**YOUR ASSIGNMENT**.
Pictures in the data below are not part of the copy; transcribe everything else exactly.

....

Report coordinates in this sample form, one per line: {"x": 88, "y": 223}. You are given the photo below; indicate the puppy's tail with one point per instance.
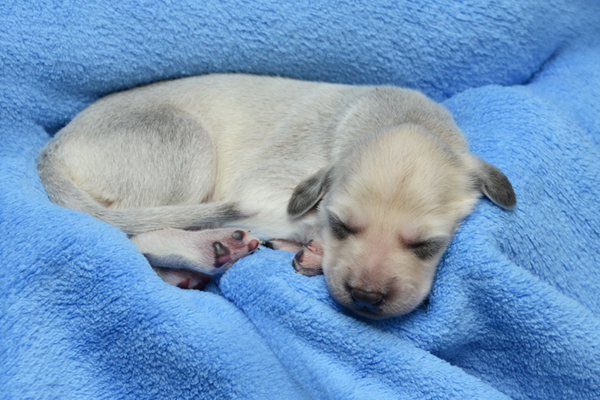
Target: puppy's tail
{"x": 133, "y": 221}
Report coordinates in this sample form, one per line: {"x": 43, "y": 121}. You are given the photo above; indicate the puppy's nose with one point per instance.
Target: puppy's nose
{"x": 362, "y": 298}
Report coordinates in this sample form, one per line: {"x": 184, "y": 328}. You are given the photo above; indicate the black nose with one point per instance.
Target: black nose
{"x": 362, "y": 298}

....

**TASK SOLUTION**.
Report coordinates in this sample form, one per line: {"x": 88, "y": 223}. You are given the photo below; indicate the puppy's tail with one point per instance.
Target: puppy's tail
{"x": 133, "y": 221}
Report coordinates in this sample form, one per line: {"x": 43, "y": 121}. You are given the photo above; indicate the puppy's nose with one point per instance.
Target: puppy's nose
{"x": 362, "y": 298}
Report coordinates in this sample form, one per line: {"x": 184, "y": 328}. You are given the photo above; indicate the black nose with one point per instance.
Target: black nose
{"x": 362, "y": 298}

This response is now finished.